Exercise: Quote every line of the data below without changing a single character.

──────── Records shown

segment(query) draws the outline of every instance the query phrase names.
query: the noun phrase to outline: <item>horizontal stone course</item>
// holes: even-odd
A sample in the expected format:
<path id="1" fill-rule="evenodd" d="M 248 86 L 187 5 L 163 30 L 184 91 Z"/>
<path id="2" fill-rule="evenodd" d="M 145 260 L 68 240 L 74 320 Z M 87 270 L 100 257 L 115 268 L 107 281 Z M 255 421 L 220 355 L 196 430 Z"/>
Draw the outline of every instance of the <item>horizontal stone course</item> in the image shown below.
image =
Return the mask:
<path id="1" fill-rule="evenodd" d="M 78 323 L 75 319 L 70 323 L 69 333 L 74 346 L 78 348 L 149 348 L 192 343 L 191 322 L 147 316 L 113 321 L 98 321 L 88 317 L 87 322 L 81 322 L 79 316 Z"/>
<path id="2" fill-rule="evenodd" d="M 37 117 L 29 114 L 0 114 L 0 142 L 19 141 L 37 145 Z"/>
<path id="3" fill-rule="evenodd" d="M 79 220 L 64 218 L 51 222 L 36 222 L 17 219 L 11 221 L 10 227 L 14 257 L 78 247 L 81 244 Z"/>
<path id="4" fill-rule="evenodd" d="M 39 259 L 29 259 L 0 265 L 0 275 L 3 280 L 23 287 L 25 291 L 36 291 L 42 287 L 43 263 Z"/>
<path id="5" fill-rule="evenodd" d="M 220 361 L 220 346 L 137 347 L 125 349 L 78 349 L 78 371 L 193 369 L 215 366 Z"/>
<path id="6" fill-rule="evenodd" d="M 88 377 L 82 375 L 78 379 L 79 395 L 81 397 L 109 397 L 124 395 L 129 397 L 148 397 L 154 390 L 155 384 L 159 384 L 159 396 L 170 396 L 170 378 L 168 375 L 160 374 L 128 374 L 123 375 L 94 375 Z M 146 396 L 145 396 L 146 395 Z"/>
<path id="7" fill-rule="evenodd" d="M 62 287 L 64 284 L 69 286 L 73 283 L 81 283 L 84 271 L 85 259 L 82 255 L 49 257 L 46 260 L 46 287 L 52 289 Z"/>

────────────────

Output of the task:
segment(query) draws the outline of every instance the query phrase names.
query: the noun phrase to outline: <item>horizontal stone course</item>
// holes: even-odd
A sample in the expected format:
<path id="1" fill-rule="evenodd" d="M 248 86 L 187 5 L 163 30 L 184 91 Z"/>
<path id="2" fill-rule="evenodd" d="M 145 260 L 68 240 L 74 320 Z M 87 270 L 100 257 L 115 268 L 107 281 Z M 255 421 L 220 355 L 196 430 Z"/>
Draw the outline of every instance of the <item>horizontal stone course</item> in the image shown below.
image =
Return the mask:
<path id="1" fill-rule="evenodd" d="M 78 323 L 75 319 L 70 323 L 69 333 L 74 346 L 78 348 L 149 348 L 192 343 L 191 322 L 147 316 L 113 321 L 98 321 L 88 317 L 87 322 L 81 322 L 79 316 Z"/>
<path id="2" fill-rule="evenodd" d="M 37 117 L 29 114 L 0 114 L 0 142 L 19 141 L 37 145 Z"/>
<path id="3" fill-rule="evenodd" d="M 79 220 L 64 218 L 51 222 L 36 222 L 17 219 L 11 221 L 10 227 L 14 257 L 78 247 L 81 244 Z"/>
<path id="4" fill-rule="evenodd" d="M 39 259 L 29 259 L 0 265 L 0 275 L 3 280 L 23 287 L 25 291 L 36 291 L 42 287 L 43 263 Z"/>
<path id="5" fill-rule="evenodd" d="M 220 361 L 220 346 L 137 347 L 125 349 L 78 349 L 78 371 L 193 369 L 215 366 Z"/>
<path id="6" fill-rule="evenodd" d="M 88 377 L 82 375 L 78 379 L 79 395 L 81 397 L 109 397 L 124 395 L 129 397 L 148 397 L 154 390 L 155 384 L 159 384 L 159 396 L 170 396 L 170 378 L 168 375 L 160 374 L 128 374 L 123 375 L 94 375 Z M 146 396 L 145 396 L 146 395 Z"/>
<path id="7" fill-rule="evenodd" d="M 62 287 L 64 284 L 69 286 L 73 283 L 81 283 L 84 271 L 85 259 L 82 255 L 49 257 L 46 260 L 46 287 L 52 289 Z"/>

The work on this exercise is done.